Try it ▸ Quote the records below word for word, please, from the very first line through the one that contains "gooseneck, one point per instance.", and nothing beyond it.

________

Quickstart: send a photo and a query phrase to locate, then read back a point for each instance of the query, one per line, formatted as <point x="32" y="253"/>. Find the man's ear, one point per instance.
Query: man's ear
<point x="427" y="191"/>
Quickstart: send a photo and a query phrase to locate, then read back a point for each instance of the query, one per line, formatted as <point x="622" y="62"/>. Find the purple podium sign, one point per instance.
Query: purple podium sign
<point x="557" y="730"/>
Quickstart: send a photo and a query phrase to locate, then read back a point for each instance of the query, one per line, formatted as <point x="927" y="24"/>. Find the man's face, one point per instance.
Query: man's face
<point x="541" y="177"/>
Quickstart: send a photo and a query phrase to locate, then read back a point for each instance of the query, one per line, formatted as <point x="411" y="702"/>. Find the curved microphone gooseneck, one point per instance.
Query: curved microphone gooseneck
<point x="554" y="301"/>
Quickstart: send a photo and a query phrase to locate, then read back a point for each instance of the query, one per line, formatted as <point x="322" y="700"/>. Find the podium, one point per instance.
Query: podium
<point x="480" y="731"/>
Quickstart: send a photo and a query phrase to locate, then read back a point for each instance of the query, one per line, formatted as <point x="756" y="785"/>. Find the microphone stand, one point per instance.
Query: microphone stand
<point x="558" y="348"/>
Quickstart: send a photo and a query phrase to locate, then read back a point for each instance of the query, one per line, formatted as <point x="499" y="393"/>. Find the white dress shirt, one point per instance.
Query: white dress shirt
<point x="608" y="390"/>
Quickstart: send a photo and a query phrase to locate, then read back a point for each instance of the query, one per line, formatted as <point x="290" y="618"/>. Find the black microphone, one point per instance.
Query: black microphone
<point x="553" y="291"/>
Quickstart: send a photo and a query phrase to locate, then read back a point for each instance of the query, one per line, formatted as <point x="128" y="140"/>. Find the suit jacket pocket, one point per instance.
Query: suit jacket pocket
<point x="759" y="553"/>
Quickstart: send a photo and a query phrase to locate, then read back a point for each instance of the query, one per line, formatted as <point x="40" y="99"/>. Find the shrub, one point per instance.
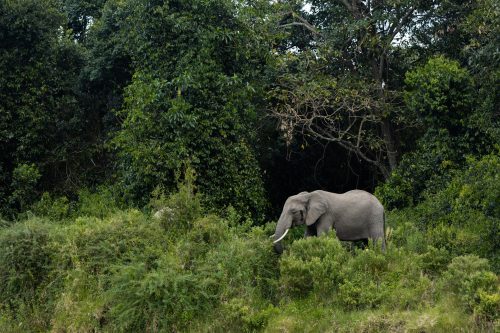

________

Expected answer ▸
Quickstart: send a photo and a query phrase to locate, then read back a point for each instance of the query, one per line, formatted as <point x="32" y="253"/>. Find the man's ear, one point per instance.
Query: man's ear
<point x="427" y="191"/>
Quickstart: send a photo and a query phrase to locate, then read back a point for each instance of the query, one per line, formatted as <point x="622" y="62"/>. Find the purple podium sign, one point per instance.
Query: purple podium sign
<point x="557" y="730"/>
Quickstart: send a photo and a query phrase to locate, then read back a point for each instance of the query, one per line, formatted as <point x="927" y="24"/>. Find the man's face, one point per instance.
Query: man's face
<point x="541" y="177"/>
Quickstart: send a photo and a query phrase to locate, then read back a point for each instance of the query, one per line, formatted as <point x="411" y="702"/>. Find the curved microphone gooseneck, one point per instance.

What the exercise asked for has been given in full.